Can you turn every line of the records below into a JSON list of strings, one string per line, with blank lines left out?
_ _ _ _
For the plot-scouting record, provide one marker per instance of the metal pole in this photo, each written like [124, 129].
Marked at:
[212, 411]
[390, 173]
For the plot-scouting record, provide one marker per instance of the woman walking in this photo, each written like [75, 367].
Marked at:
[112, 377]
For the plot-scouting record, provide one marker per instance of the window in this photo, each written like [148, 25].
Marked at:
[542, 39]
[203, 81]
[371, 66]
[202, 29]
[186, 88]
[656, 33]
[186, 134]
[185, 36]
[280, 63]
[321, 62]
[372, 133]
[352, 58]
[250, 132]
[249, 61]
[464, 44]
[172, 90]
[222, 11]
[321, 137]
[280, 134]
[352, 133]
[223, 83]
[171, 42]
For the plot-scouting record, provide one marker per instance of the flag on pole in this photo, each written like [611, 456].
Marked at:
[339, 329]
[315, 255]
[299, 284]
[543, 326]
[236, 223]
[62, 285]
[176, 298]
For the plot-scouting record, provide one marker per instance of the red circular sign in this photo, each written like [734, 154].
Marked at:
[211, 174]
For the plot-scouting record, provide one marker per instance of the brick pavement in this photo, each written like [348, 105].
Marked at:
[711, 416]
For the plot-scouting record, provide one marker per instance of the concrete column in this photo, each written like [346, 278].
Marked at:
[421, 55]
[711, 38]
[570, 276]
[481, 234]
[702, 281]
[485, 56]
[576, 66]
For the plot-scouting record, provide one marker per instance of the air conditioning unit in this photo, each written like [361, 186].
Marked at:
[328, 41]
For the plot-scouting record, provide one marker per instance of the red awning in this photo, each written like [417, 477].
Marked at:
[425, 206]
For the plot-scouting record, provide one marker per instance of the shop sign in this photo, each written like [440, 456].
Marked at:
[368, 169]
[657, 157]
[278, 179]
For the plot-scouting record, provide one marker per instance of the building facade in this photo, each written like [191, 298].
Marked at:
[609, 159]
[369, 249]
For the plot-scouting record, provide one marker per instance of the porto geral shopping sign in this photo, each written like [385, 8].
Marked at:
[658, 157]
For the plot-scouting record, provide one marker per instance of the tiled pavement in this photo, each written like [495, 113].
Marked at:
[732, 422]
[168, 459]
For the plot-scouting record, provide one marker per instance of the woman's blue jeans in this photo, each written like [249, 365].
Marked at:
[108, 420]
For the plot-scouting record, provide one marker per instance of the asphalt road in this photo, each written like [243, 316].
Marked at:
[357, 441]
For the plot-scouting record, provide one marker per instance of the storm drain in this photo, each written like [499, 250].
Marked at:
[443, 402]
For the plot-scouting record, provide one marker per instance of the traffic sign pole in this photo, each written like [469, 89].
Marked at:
_ _ _ _
Exercise answer:
[
  "For the plot-scouting record, provide one marker per instance of the metal pole in this photo, each written like [124, 129].",
  "Marked at:",
  "[212, 411]",
  "[390, 173]",
  "For the plot-scouting record, provide one marker per instance of the woman walking in this photo, each written like [75, 367].",
  "Marked at:",
  "[112, 377]",
  "For the plot-scouting record, provide one marker per instance of the window in this photo, each written like [148, 25].",
  "Marked at:",
  "[542, 39]",
  "[203, 81]",
  "[371, 66]",
  "[202, 29]",
  "[186, 88]",
  "[656, 33]",
  "[186, 134]",
  "[185, 36]",
  "[280, 63]",
  "[321, 62]",
  "[372, 133]",
  "[352, 58]",
  "[250, 132]",
  "[249, 61]",
  "[464, 44]",
  "[172, 90]",
  "[222, 11]",
  "[321, 137]",
  "[280, 134]",
  "[352, 133]",
  "[223, 83]",
  "[171, 42]",
  "For the plot-scouting record, provide one marker per instance of the flag on pole in this photo, each written like [611, 456].",
  "Marked at:",
  "[339, 329]",
  "[315, 255]",
  "[299, 284]",
  "[543, 326]",
  "[236, 223]",
  "[62, 285]",
  "[176, 298]",
  "For the plot-scouting record, provide one marker per instance of the red circular sign in this photo, each written like [734, 154].",
  "Marked at:",
  "[211, 174]",
  "For the plot-scouting record, provide one marker per instance of the brick pavement in this photo, each written like [348, 105].",
  "Marked at:",
  "[711, 416]",
  "For the plot-scouting record, provide one marker per instance of the concrete column in this photo, each written like [346, 278].",
  "Marked at:",
  "[421, 55]",
  "[711, 38]",
  "[570, 276]",
  "[481, 234]",
  "[702, 281]",
  "[485, 56]",
  "[576, 66]",
  "For the plot-scouting record, provide one marker per instance of the air conditioning unit in this photo, each written like [361, 186].",
  "Marked at:",
  "[328, 41]",
  "For the plot-scouting record, provide one marker per instance of the red awning in this photo, each written like [417, 477].",
  "Marked at:",
  "[425, 206]",
  "For the plot-scouting record, provide one marker per instance of the shop sign in this photo, each written like [440, 456].",
  "Marked at:",
  "[368, 169]",
  "[657, 157]",
  "[278, 179]",
  "For the plot-scouting record, provide one marker per instance of the building facade in this photo, each written like [191, 298].",
  "Marked at:",
  "[609, 159]",
  "[369, 249]",
  "For the plot-scouting record, provide one marker per instance of the porto geral shopping sign in this photo, each written like [385, 8].",
  "Marked at:",
  "[658, 157]",
  "For the plot-scouting record, provide one marker per instance of the tiled pavement in this photo, each written like [495, 113].",
  "Marked at:",
  "[732, 422]",
  "[168, 459]",
  "For the plot-scouting record, provide one marker per instance of the woman's blue jeans in this photo, each written like [249, 365].",
  "Marked at:",
  "[108, 420]",
  "For the plot-scouting record, provide one marker per instance of the asphalt road in this photo, each written like [243, 316].",
  "Marked at:",
  "[357, 441]",
  "For the plot-scouting record, provide one marker per instance of the storm drain in this photo, each written like [499, 250].",
  "Marked at:",
  "[443, 402]",
  "For the plot-scouting record, provide one marker per instance of the traffic sign pole in this photo, each written like [469, 89].",
  "Marked at:"
]